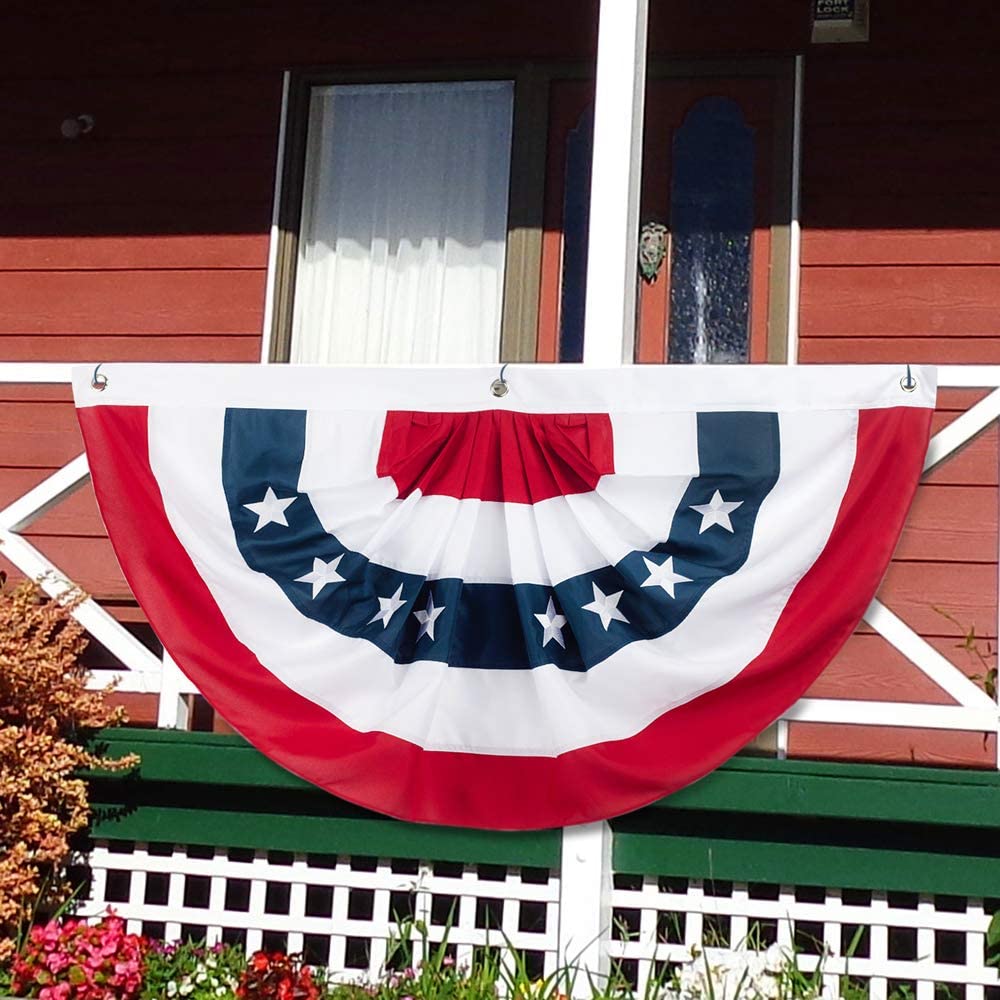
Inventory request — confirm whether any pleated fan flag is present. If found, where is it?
[74,365,935,829]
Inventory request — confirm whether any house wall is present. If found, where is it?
[0,0,1000,766]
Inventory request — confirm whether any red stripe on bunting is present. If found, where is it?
[376,410,615,503]
[78,406,931,830]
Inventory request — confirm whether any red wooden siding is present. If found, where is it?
[789,25,1000,767]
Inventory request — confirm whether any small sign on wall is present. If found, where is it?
[812,0,868,43]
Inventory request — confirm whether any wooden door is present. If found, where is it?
[538,76,782,363]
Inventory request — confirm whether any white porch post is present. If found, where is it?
[156,650,188,729]
[559,0,648,997]
[583,0,648,368]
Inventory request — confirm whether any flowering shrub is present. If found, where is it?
[139,941,246,1000]
[0,573,137,967]
[236,951,320,1000]
[661,944,826,1000]
[11,911,145,1000]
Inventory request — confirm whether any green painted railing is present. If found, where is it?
[86,729,1000,896]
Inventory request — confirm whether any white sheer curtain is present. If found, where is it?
[291,81,513,364]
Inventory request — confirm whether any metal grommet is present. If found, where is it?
[490,365,510,399]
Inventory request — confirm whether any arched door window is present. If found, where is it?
[668,97,754,364]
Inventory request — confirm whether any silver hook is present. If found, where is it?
[490,364,510,399]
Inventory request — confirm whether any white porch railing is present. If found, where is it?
[0,363,1000,767]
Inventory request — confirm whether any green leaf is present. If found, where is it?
[986,910,1000,948]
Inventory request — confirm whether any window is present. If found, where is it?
[290,81,513,364]
[272,61,791,364]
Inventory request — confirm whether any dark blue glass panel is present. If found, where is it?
[559,107,594,361]
[669,97,754,364]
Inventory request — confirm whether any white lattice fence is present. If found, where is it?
[84,841,559,978]
[610,875,1000,1000]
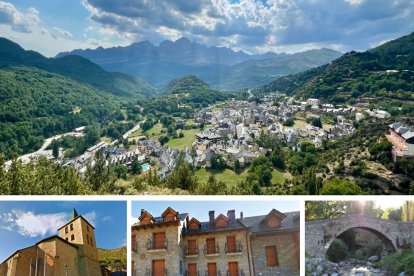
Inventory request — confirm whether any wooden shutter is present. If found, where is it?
[207,238,216,254]
[131,235,137,252]
[187,240,197,255]
[266,246,279,266]
[188,264,197,276]
[227,236,236,253]
[229,262,239,276]
[152,260,165,276]
[153,232,165,249]
[207,263,217,276]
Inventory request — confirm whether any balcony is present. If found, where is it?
[147,239,168,251]
[184,270,201,276]
[145,268,168,276]
[204,243,220,256]
[184,246,200,258]
[224,241,243,255]
[131,242,138,253]
[204,270,221,276]
[226,269,245,276]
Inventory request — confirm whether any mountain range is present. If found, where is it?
[56,38,341,90]
[0,38,154,97]
[258,33,414,106]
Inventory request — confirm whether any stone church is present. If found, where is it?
[0,209,102,276]
[131,208,300,276]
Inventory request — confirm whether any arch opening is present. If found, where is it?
[326,227,397,261]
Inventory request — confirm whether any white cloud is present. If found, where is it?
[0,209,69,238]
[53,27,73,37]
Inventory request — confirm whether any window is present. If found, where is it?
[153,232,165,249]
[187,240,197,255]
[207,238,217,254]
[152,260,165,276]
[187,264,197,276]
[227,236,237,253]
[228,262,239,276]
[207,263,217,276]
[266,246,279,266]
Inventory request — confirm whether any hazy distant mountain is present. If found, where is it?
[57,38,341,89]
[0,38,154,97]
[262,30,414,103]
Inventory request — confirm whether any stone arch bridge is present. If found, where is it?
[305,215,414,257]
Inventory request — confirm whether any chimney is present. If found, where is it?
[208,211,214,225]
[227,210,236,221]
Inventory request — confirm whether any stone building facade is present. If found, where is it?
[131,208,300,276]
[0,209,102,276]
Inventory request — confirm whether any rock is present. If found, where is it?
[316,265,323,274]
[368,256,379,262]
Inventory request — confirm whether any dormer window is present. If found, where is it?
[188,218,201,230]
[161,207,178,222]
[214,214,229,228]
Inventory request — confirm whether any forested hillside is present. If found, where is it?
[0,38,154,97]
[0,67,123,158]
[259,33,414,114]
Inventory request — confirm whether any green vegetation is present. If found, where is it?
[0,67,122,159]
[0,38,154,97]
[258,33,414,115]
[375,250,414,275]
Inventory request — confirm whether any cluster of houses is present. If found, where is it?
[189,94,356,167]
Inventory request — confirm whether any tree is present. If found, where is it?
[167,163,198,193]
[52,140,59,158]
[131,158,142,175]
[312,117,322,128]
[247,156,273,187]
[302,167,322,195]
[283,118,295,127]
[320,177,363,195]
[114,165,128,179]
[234,159,241,173]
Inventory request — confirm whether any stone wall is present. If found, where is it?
[305,215,414,257]
[132,225,184,276]
[251,233,299,276]
[183,230,252,276]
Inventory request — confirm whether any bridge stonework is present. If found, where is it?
[305,215,414,257]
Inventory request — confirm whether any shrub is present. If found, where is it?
[375,250,414,275]
[326,239,348,262]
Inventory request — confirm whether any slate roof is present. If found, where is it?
[184,219,246,234]
[241,211,300,233]
[132,213,188,226]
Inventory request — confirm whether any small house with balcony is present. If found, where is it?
[385,122,414,161]
[131,207,300,276]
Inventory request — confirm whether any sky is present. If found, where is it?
[0,201,127,263]
[0,0,414,56]
[131,198,300,223]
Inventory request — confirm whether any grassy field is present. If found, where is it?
[293,120,307,128]
[195,169,247,186]
[195,168,292,186]
[165,129,200,150]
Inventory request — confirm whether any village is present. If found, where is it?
[6,93,410,183]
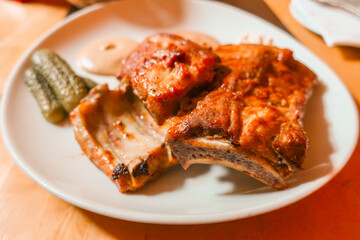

■ ■ ■

* **EXERCISE DETAILS**
Can you lay out each line of the listing above as a Markdown table with the columns Row and Line, numbering the rows and skipping blank lines? Leave the pictures out.

* **TASK OUTPUT**
| Row | Line |
|---|---|
| 1 | Inventory request — confirm whether any pleated fan flag is present. If found, where is it? |
| 2 | [74,365,935,829] |
| 3 | Inventory request — confirm whether any house wall is present. If found, where is it? |
| 4 | [0,0,1000,766] |
| 5 | Inventory request — confirm whether any red stripe on bunting is present. If found, where is it? |
| 6 | [376,410,615,503] |
| 7 | [78,406,931,830] |
| 8 | Inventory request — confirm whether any red wooden siding is present. If found, where is it? |
| 9 | [789,25,1000,767] |
| 10 | Inventory request — confirm whether any small sign on wall is present. If found, where is it? |
| 11 | [812,0,868,43] |
| 12 | Inventory request — confirm whether any wooden door is present. If found, where is it? |
| 13 | [538,76,782,363] |
| 14 | Inventory request — confirm whether any white porch post is present. If found, where is it? |
| 15 | [156,650,188,729] |
| 16 | [559,0,648,997] |
| 17 | [583,0,648,368] |
| 18 | Inventory request — confirm whether any flowering shrub is present. If found, where is it? |
| 19 | [139,941,246,1000] |
| 20 | [0,573,137,967] |
| 21 | [236,951,320,1000] |
| 22 | [661,944,826,1000] |
| 23 | [11,911,145,1000] |
| 24 | Inventory request — confirm whether any green painted railing is present. If found, where is it? |
| 25 | [86,729,1000,896] |
| 26 | Inventory request — confirm whether any white sheer curtain is present. If found, where is it? |
| 27 | [291,81,513,364] |
| 28 | Inventory request — confirm whether any metal grommet is present. If found, where is it? |
| 29 | [490,365,510,399] |
| 30 | Inventory request — confirm whether any arched door window is present. If found, where is it? |
| 31 | [668,97,754,364] |
| 32 | Inventory request — confirm whether any silver hook is present. If found, where is it? |
| 33 | [490,364,510,399] |
| 34 | Inventory request — confirm whether any white porch railing is present. If found, where is it? |
| 35 | [0,363,1000,767] |
| 36 | Inventory request — confirm whether any green leaf is present. If found, where is it? |
| 37 | [986,910,1000,948] |
| 38 | Inventory request — confirm whether any window is present. If found, where is it? |
| 39 | [290,81,513,364] |
| 40 | [272,61,791,364] |
| 41 | Inventory request — confirm whether any dark blue glass panel is present. If found, where is it? |
| 42 | [559,107,594,361] |
| 43 | [669,97,754,364] |
| 44 | Inventory request — confirm whether any white lattice fence is present. If found, where is it? |
| 45 | [84,841,559,978] |
| 46 | [610,875,1000,1000] |
| 47 | Inventory request — confirm whether any wooden shutter is present. If found, where is it? |
| 48 | [207,238,216,254] |
| 49 | [131,235,137,252] |
| 50 | [187,240,197,255] |
| 51 | [266,246,279,266] |
| 52 | [188,264,197,276] |
| 53 | [227,236,236,253] |
| 54 | [229,262,239,276] |
| 55 | [152,260,165,276] |
| 56 | [153,232,165,249] |
| 57 | [207,263,217,276] |
| 58 | Inventory request — confirm whether any balcony is present. If found, where is it? |
| 59 | [147,239,168,251] |
| 60 | [184,270,201,276] |
| 61 | [145,268,168,276] |
| 62 | [204,243,220,256] |
| 63 | [184,246,200,258] |
| 64 | [224,241,243,255] |
| 65 | [131,242,138,253] |
| 66 | [204,270,221,276] |
| 67 | [226,269,245,276] |
| 68 | Inventory request — confirm whether any mountain range is present. If found, where is it? |
| 69 | [56,38,341,90] |
| 70 | [0,38,154,97] |
| 71 | [258,33,414,106] |
| 72 | Inventory request — confirm whether any stone church is present. If found, where is it? |
| 73 | [0,209,102,276] |
| 74 | [131,208,300,276] |
| 75 | Inventory request — confirm whether any arch opening is present. If found, where is it? |
| 76 | [326,227,397,261] |
| 77 | Inventory request — confirm whether any white cloud is present. If found, where is it? |
| 78 | [0,209,69,238] |
| 79 | [53,27,73,37] |
| 80 | Inventory request — confirm whether any window is present. If found, where is it? |
| 81 | [153,232,165,249] |
| 82 | [187,240,197,255] |
| 83 | [207,238,217,254] |
| 84 | [152,260,165,276] |
| 85 | [187,264,197,276] |
| 86 | [227,236,237,253] |
| 87 | [228,262,239,276] |
| 88 | [207,263,217,276] |
| 89 | [266,246,279,266] |
| 90 | Inventory request — confirm whether any hazy distant mountain is present. If found, where is it? |
| 91 | [57,38,341,89] |
| 92 | [0,38,154,97] |
| 93 | [262,30,414,103] |
| 94 | Inventory request — confirm whether any stone arch bridge is present. If found, where is it? |
| 95 | [305,215,414,257] |
| 96 | Inventory request — confirm whether any chimney is present. If found, where is it? |
| 97 | [208,211,214,225] |
| 98 | [227,210,236,221] |
| 99 | Inventory request — confirm whether any stone building facade is present. If found, where is it? |
| 100 | [131,208,300,276] |
| 101 | [0,209,102,276] |
| 102 | Inventory request — confirm whether any rock is present. If found, where is it? |
| 103 | [316,265,323,274] |
| 104 | [368,256,379,262] |
| 105 | Inventory request — confirm whether any dormer window is present. If found, where is it? |
| 106 | [188,218,201,230] |
| 107 | [161,207,178,222] |
| 108 | [214,214,229,228] |
| 109 | Inventory request — confirm whether any forested hillside is present. If found, where is it? |
| 110 | [0,38,154,97] |
| 111 | [0,67,123,158] |
| 112 | [259,33,414,114] |
| 113 | Inventory request — confirm whether any green vegetation is present. If found, where is it? |
| 114 | [0,67,122,159] |
| 115 | [0,38,154,97] |
| 116 | [258,33,414,115] |
| 117 | [375,250,414,275] |
| 118 | Inventory request — confirm whether any cluster of houses is present. If found, where is it? |
| 119 | [189,94,356,167] |
| 120 | Inventory request — confirm whether any tree is present. If found, where is it? |
| 121 | [167,163,198,193] |
| 122 | [52,140,59,158] |
| 123 | [131,158,142,175] |
| 124 | [312,117,322,128] |
| 125 | [247,156,273,187] |
| 126 | [302,167,322,195] |
| 127 | [283,118,295,127] |
| 128 | [320,177,363,195] |
| 129 | [114,165,128,179] |
| 130 | [234,159,241,173] |
| 131 | Inventory request — confirm whether any stone wall is present. If found, where is it? |
| 132 | [305,215,414,257] |
| 133 | [132,225,184,276] |
| 134 | [251,233,299,276] |
| 135 | [183,230,252,276] |
| 136 | Inventory request — confirm whether any bridge stonework is present. If found, where is it? |
| 137 | [305,215,414,257] |
| 138 | Inventory request — confirm whether any shrub is present. If found, where is it? |
| 139 | [375,250,414,275] |
| 140 | [326,239,348,262] |
| 141 | Inventory request — confirm whether any slate roof is present. If found, where is it? |
| 142 | [184,219,246,234] |
| 143 | [241,211,300,233] |
| 144 | [132,213,188,226] |
| 145 | Inventory request — confirm whether any small house with balcony is present. If found, where is it? |
| 146 | [385,122,414,161] |
| 147 | [131,207,300,276] |
| 148 | Inventory request — confirm whether any sky is present. If found, where is it? |
| 149 | [0,201,127,263] |
| 150 | [0,0,414,56] |
| 151 | [131,198,300,223] |
| 152 | Inventory request — confirm whether any grassy field is present. If found, where is it? |
| 153 | [293,120,307,128] |
| 154 | [195,169,247,186] |
| 155 | [195,168,292,186] |
| 156 | [165,129,200,150] |
| 157 | Inventory request — confirm whether any village is present. If found, where is it? |
| 158 | [6,93,410,183] |